• [What this task involves] Make an exact copy of all the entries below, with the pictures left out.

• [Records supplied]
※ ※ ※
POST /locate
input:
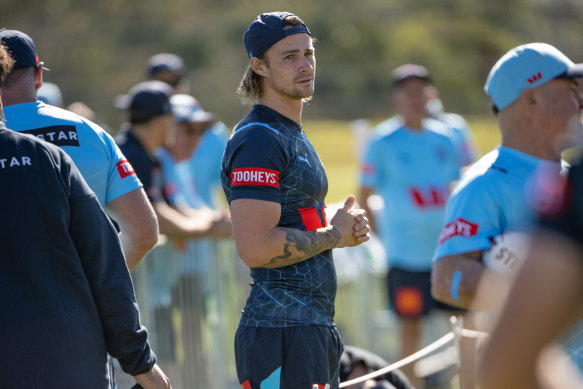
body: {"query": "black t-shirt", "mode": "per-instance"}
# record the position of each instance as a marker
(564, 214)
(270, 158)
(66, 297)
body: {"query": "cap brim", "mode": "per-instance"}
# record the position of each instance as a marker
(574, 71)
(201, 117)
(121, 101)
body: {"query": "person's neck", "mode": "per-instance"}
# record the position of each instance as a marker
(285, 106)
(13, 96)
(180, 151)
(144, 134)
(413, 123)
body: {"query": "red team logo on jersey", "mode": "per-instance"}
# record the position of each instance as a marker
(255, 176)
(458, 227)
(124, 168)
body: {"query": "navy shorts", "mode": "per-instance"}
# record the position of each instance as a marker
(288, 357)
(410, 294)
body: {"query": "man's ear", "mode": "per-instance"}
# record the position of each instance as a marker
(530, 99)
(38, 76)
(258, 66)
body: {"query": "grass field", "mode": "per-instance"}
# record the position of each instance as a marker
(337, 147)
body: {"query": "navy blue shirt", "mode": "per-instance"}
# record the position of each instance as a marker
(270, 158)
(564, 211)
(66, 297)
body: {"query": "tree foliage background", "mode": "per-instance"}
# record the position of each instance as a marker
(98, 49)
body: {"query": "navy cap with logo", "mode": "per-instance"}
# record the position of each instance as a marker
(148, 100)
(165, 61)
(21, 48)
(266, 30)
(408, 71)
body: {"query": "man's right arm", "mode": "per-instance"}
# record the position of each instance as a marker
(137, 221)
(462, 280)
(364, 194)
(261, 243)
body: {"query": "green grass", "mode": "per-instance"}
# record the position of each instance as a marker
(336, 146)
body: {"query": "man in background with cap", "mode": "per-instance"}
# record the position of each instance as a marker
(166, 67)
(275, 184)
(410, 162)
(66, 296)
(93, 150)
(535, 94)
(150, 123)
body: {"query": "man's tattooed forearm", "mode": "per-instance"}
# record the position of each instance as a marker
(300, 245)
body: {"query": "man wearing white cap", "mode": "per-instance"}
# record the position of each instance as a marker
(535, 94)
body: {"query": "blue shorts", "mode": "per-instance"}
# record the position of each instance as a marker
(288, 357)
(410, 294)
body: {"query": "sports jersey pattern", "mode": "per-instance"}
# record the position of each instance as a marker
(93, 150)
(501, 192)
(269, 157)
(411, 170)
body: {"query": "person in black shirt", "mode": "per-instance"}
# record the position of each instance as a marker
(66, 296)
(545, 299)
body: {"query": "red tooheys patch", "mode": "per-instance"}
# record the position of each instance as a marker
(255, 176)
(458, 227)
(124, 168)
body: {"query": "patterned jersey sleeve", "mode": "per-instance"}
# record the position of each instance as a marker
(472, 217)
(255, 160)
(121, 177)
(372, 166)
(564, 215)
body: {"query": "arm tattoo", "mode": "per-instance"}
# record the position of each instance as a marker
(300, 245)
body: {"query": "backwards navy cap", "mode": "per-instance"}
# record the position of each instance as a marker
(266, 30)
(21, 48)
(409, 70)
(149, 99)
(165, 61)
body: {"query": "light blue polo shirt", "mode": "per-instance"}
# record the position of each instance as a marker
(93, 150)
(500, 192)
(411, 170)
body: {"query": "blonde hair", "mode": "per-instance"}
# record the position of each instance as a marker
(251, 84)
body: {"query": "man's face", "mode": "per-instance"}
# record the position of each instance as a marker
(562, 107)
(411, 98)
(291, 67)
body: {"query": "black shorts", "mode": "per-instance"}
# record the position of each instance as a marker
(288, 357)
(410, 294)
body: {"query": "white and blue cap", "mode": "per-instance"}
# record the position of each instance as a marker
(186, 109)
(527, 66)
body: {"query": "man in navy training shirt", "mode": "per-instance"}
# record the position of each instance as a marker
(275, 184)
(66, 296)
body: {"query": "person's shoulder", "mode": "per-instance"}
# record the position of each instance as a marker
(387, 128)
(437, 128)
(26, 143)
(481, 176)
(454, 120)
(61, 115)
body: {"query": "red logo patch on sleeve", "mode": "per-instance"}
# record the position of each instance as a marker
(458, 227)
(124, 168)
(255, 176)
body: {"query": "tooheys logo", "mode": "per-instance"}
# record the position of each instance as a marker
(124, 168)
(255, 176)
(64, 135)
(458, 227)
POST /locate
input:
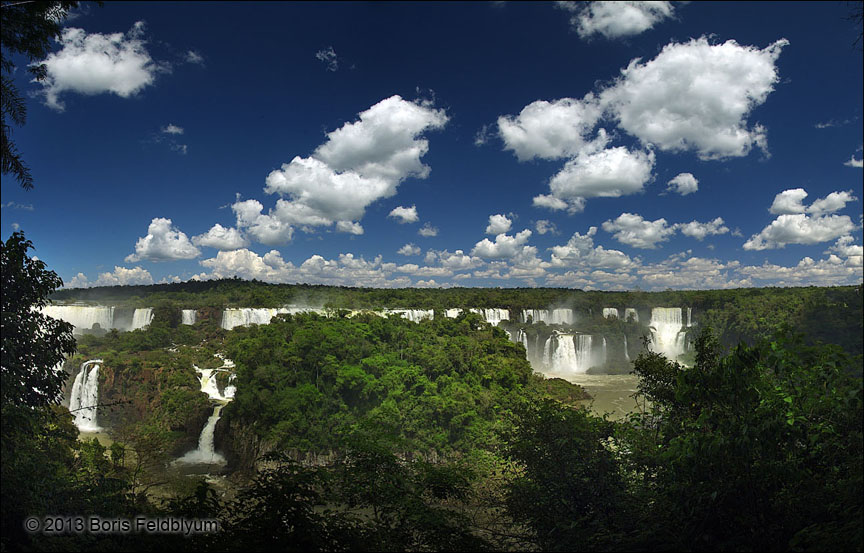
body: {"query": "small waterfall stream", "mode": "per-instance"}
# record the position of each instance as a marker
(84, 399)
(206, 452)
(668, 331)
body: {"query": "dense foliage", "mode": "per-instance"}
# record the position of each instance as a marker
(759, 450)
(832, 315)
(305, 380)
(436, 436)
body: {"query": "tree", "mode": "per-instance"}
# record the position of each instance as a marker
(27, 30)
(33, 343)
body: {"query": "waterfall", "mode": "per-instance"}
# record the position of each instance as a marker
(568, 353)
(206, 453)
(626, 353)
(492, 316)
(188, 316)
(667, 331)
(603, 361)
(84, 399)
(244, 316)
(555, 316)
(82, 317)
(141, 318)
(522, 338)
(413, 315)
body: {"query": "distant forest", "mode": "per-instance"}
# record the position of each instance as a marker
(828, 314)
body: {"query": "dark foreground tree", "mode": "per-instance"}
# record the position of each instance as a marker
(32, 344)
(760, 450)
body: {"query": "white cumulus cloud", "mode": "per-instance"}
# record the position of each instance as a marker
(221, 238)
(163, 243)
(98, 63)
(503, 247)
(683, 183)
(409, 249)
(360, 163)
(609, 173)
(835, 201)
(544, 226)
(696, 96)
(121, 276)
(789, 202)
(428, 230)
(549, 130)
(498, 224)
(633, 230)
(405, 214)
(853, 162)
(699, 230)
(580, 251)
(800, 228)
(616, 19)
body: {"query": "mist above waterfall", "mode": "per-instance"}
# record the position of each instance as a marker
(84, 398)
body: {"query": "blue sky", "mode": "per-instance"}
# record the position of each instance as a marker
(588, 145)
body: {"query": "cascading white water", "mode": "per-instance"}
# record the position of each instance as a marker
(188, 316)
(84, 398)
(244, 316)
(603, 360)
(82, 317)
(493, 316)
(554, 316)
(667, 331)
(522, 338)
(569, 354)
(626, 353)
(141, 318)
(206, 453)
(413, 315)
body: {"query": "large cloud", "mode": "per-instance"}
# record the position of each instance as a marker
※ ※ ※
• [Problem solution]
POST /locate
input:
body: {"query": "black t-shirt", "mode": "per-instance"}
# record the position of each instance as a marker
(564, 214)
(270, 158)
(66, 297)
body: {"query": "cap brim", "mode": "per-instance"}
# record the position of each instance as a marker
(574, 71)
(201, 117)
(121, 101)
body: {"query": "person's neck", "mode": "per-instance"}
# record the position of each instance as a marker
(285, 106)
(13, 96)
(180, 151)
(144, 134)
(413, 123)
body: {"query": "red team logo on jersey", "mode": "per-instance"}
# record the position of each instance as a marker
(255, 176)
(458, 227)
(124, 168)
body: {"query": "navy shorts", "mode": "per-instance"}
# record the position of each instance as a marker
(288, 357)
(410, 294)
body: {"query": "man's ear", "mode": "per-instance"}
# record the position of each instance as a marker
(530, 99)
(38, 76)
(258, 66)
body: {"query": "grass field", "mode": "per-instance"}
# record the position of each instance as a marker
(337, 147)
body: {"query": "navy blue shirt", "mode": "per-instance"}
# record the position of each instance as a marker
(270, 158)
(564, 211)
(66, 297)
body: {"query": "tree foliage background", "mode": "per-instance"}
# record the position of each instance as a marker
(98, 49)
body: {"query": "navy cap with logo", "mode": "per-instance"}
# record the position of each instance as a marker
(148, 100)
(165, 61)
(21, 48)
(266, 30)
(408, 71)
body: {"query": "man's right arm", "mode": "per-instance"}
# record the position of each instance as a marker
(137, 221)
(462, 280)
(364, 194)
(261, 243)
body: {"query": "green grass", "mode": "per-instance"}
# record the position of each instance as a marker
(336, 146)
body: {"query": "man in background with cap", "mode": "per-instance"}
# record the position of each instance as a marker
(166, 67)
(275, 184)
(410, 162)
(66, 296)
(93, 150)
(535, 94)
(150, 123)
body: {"query": "man's tattooed forearm", "mode": "per-instance"}
# record the position of each instance as a marker
(300, 245)
body: {"query": "man wearing white cap", "mode": "per-instance"}
# record the position of each instance as a marker
(535, 94)
body: {"query": "blue shorts", "mode": "per-instance"}
# record the position of each instance as a marker
(288, 357)
(410, 294)
body: {"query": "sports jersey pattern", "mode": "per-instance"}
# record the position of each instance as a marker
(93, 150)
(501, 192)
(269, 157)
(411, 170)
body: {"query": "person in black shirt", "mode": "per-instance"}
# record the position of each instance as a marker
(66, 296)
(545, 299)
body: {"query": "red tooheys patch", "mode": "per-instance"}
# record the position of each instance as a marker
(255, 176)
(458, 227)
(124, 168)
body: {"query": "patterned jersey sleeve", "mode": "per-instance"}
# record the position of each instance as a marker
(472, 217)
(255, 160)
(121, 177)
(372, 166)
(564, 215)
body: {"query": "arm tattoo", "mode": "per-instance"}
# record the position of each instance as a marker
(300, 245)
body: {"query": "backwards navy cap", "mode": "per-instance"}
# record the position of each instance as a marker
(266, 30)
(21, 48)
(409, 70)
(149, 99)
(165, 61)
body: {"query": "light blue polo shirt", "mode": "per-instance"}
# record the position of each instance as a marker
(93, 150)
(500, 192)
(411, 170)
body: {"query": "blonde hair", "mode": "per-instance"}
# record the position of each instance as a marker
(251, 84)
body: {"query": "man's face", "mode": "per-instance"}
# record the position of each instance as a marker
(562, 107)
(411, 98)
(291, 67)
body: {"query": "black shorts", "mode": "per-instance"}
# record the position of each instance as a marker
(288, 357)
(410, 294)
body: {"query": "white and blue cap", "mode": "per-instance"}
# record the position of each instance as a marker
(186, 109)
(527, 66)
body: {"query": "man in navy training shirt", "mode": "per-instance"}
# record the position of each instance as a marker
(275, 184)
(66, 296)
body: {"query": "person's shoulder", "mode": "per-instance"}
# record the position of each instance as a marker
(387, 128)
(437, 128)
(26, 143)
(481, 176)
(454, 120)
(61, 115)
body: {"query": "red logo patch on sleeve", "mode": "per-instance"}
# record the position of each instance as a marker
(458, 227)
(124, 168)
(255, 176)
body: {"query": "tooheys logo", "mode": "per-instance"}
# record the position of each instance as a marker
(124, 168)
(255, 176)
(64, 135)
(458, 227)
POST /locate
input:
body: {"query": "small waterfall stream", "mode": "per-instance"}
# record the position of each instance as a marker
(84, 399)
(206, 452)
(668, 331)
body: {"query": "dense foliage", "mode": "per-instance"}
# record the position of each instance as a marker
(759, 450)
(832, 315)
(305, 380)
(436, 436)
body: {"query": "tree", "mode": "per-instance"}
# record the position of each instance as a marker
(27, 30)
(33, 343)
body: {"query": "waterfall", "mode": "per-instance"}
# record the position of each instance as a marker
(568, 353)
(206, 453)
(626, 353)
(492, 316)
(188, 316)
(667, 331)
(603, 361)
(84, 399)
(244, 316)
(555, 316)
(82, 317)
(141, 318)
(522, 338)
(413, 315)
body: {"query": "distant forest", "mode": "per-instance"}
# record the position of each instance as a marker
(828, 314)
body: {"query": "dark foreground tree", "mode": "per-instance"}
# record the position of each instance as a marker
(32, 344)
(760, 450)
body: {"query": "white cumulus cloud", "mode": "per-instance"}
# record the position of each instance as a marker
(221, 238)
(163, 243)
(98, 63)
(503, 247)
(683, 183)
(409, 249)
(360, 163)
(609, 173)
(835, 201)
(544, 226)
(696, 96)
(121, 276)
(789, 202)
(428, 230)
(549, 130)
(498, 224)
(633, 230)
(405, 214)
(853, 162)
(699, 230)
(580, 251)
(800, 228)
(616, 19)
body: {"query": "mist above waterfall", "mode": "per-instance"}
# record the position of each instance as a marker
(84, 398)
body: {"query": "blue sky", "mode": "per-instance"}
# record the position of each instance as a marker
(588, 145)
body: {"query": "cascading white water", "mode": "per-instance"}
# record the position of each instance as a marker
(188, 316)
(84, 398)
(244, 316)
(603, 360)
(82, 317)
(493, 316)
(554, 316)
(667, 331)
(522, 338)
(569, 354)
(626, 353)
(141, 318)
(206, 453)
(413, 315)
body: {"query": "large cloud", "mode": "per-instance"}
# record the position of each instance as a marker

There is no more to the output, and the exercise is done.